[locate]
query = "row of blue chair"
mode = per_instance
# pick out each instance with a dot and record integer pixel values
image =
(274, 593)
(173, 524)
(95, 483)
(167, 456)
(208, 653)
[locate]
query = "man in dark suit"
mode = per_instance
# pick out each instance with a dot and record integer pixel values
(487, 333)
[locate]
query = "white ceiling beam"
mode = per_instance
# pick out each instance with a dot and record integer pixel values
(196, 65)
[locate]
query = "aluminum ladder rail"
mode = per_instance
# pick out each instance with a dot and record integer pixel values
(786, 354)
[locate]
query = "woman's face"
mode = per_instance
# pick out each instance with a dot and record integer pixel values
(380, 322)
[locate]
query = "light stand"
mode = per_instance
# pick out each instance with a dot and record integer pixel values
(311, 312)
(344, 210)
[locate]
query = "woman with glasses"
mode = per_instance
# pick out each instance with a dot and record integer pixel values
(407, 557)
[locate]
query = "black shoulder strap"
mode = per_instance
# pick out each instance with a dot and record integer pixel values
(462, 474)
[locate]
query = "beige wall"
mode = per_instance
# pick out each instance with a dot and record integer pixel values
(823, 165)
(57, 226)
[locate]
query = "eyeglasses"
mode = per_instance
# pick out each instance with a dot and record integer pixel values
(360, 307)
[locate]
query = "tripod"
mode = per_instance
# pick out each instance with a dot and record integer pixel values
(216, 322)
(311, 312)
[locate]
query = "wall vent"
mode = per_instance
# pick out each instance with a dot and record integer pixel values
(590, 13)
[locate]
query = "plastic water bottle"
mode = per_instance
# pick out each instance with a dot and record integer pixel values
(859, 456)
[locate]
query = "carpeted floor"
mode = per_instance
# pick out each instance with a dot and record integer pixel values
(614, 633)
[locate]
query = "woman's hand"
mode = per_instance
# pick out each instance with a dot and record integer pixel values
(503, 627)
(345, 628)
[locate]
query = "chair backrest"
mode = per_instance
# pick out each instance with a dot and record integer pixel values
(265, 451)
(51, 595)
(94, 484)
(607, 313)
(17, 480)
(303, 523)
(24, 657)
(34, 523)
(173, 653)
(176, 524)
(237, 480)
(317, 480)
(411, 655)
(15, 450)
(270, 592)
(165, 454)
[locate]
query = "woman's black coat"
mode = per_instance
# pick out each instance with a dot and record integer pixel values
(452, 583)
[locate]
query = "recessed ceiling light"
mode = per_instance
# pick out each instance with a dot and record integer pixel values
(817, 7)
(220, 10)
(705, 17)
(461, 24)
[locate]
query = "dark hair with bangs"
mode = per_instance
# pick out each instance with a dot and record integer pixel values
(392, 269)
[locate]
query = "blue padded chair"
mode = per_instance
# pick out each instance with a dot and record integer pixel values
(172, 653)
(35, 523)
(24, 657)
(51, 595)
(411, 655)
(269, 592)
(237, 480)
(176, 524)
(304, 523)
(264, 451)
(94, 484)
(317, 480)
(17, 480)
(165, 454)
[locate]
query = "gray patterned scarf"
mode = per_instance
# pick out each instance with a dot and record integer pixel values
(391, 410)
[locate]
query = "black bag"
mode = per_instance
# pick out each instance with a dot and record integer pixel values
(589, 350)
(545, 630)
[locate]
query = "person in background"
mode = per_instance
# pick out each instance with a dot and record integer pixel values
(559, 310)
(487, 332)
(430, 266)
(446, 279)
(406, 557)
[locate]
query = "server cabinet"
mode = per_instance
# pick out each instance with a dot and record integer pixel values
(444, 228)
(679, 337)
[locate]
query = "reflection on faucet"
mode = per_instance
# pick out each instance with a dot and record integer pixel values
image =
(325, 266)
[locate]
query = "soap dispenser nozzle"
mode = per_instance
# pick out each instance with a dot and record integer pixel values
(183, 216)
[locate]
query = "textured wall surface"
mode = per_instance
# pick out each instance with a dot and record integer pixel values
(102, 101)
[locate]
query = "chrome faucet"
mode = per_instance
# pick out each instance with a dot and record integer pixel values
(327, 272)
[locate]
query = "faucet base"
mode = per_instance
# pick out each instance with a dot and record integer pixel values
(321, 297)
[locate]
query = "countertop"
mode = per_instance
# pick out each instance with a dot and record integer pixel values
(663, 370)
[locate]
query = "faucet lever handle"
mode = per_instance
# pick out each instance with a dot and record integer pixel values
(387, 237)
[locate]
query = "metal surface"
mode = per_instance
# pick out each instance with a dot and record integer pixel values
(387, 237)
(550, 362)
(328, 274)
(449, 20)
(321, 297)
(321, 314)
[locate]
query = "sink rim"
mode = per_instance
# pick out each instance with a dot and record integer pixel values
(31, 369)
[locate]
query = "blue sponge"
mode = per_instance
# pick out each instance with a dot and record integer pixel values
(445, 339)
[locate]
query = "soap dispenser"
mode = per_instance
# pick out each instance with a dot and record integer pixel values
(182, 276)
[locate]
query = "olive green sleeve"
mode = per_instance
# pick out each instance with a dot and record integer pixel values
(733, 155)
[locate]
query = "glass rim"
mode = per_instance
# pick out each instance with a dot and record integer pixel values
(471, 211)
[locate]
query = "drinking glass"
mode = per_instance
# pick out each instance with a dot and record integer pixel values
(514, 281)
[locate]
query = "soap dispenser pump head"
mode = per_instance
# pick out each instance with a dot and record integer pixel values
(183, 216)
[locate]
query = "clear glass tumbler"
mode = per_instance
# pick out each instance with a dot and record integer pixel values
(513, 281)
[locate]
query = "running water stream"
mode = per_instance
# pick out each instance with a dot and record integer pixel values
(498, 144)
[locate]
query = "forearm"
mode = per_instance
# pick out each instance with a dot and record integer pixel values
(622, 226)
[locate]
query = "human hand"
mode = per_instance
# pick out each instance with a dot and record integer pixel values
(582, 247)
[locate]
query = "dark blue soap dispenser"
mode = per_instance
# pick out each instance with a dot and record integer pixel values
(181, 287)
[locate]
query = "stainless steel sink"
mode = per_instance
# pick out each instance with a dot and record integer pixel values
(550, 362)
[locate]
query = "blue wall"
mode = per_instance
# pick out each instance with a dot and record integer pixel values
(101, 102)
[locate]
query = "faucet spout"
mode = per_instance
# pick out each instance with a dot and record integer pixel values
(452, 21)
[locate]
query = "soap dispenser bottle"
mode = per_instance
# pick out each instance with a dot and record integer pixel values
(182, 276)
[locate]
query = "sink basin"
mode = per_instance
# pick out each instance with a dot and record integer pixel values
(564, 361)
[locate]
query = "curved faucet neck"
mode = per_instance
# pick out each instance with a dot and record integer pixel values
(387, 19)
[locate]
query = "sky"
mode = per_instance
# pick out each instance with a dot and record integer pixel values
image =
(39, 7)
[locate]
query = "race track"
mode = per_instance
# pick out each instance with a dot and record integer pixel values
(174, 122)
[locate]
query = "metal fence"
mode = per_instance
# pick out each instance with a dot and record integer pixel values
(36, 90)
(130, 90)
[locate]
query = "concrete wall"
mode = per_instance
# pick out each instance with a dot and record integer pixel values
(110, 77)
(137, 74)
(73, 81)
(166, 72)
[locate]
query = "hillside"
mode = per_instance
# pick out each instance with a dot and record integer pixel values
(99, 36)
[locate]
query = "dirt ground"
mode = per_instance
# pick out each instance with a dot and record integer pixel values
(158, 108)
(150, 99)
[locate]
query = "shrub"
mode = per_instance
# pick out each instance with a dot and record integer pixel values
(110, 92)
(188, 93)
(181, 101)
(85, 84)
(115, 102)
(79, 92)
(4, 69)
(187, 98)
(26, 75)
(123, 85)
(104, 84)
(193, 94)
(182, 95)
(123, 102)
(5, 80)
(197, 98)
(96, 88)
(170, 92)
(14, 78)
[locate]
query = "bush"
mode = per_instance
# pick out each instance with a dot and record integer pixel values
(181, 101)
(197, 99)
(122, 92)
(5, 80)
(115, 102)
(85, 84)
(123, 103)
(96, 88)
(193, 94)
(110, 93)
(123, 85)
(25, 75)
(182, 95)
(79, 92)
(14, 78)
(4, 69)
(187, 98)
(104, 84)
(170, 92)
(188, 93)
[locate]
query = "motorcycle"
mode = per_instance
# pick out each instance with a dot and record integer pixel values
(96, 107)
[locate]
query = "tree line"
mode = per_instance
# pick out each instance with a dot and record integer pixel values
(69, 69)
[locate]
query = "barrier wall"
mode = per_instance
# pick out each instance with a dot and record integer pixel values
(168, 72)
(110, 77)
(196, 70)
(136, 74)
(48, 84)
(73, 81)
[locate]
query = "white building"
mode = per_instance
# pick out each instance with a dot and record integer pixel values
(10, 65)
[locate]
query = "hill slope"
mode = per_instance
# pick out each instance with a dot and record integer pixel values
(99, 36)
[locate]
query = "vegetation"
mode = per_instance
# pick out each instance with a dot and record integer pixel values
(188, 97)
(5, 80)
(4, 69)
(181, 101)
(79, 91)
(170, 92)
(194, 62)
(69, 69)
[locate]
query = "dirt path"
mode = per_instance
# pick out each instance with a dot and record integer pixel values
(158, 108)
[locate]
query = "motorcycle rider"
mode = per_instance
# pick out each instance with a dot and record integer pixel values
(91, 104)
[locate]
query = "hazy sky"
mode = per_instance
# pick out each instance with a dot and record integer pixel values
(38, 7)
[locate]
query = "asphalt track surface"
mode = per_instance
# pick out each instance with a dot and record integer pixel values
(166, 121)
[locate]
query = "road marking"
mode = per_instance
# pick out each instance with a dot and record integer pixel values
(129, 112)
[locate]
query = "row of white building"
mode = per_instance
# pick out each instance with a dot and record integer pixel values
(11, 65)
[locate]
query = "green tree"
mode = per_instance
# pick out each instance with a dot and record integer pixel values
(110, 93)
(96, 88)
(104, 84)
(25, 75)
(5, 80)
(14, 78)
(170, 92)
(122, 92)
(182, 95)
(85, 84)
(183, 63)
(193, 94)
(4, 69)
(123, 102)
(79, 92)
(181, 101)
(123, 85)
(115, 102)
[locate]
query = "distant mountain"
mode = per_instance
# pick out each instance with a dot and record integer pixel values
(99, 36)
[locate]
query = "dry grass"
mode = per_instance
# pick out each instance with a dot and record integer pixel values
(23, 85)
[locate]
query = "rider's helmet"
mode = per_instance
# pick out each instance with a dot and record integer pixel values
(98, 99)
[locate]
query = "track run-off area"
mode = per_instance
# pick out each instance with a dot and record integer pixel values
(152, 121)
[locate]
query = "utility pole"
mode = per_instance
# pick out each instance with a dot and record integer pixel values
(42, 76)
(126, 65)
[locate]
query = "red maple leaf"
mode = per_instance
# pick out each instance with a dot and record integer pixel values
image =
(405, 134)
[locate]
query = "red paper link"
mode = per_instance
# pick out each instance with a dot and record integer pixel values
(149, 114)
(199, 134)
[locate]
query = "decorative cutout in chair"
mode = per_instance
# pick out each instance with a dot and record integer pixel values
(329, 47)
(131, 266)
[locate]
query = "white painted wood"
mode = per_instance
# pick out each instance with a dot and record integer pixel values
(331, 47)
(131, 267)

*Short task*
Locate every row above that contains the word "surface", and copy each of those rows in full.

*Task answer*
query = "textured wall surface"
query = "metal surface"
query = "asphalt track surface"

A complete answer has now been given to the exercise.